Only the lines containing "track" belong in the answer; find them in the material below.
┌─ Data provided
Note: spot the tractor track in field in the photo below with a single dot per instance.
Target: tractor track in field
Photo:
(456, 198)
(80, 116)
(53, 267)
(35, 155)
└─
Exercise response –
Note: spot the tractor track in field in the photo below with a single dot per instance.
Target: tractor track in field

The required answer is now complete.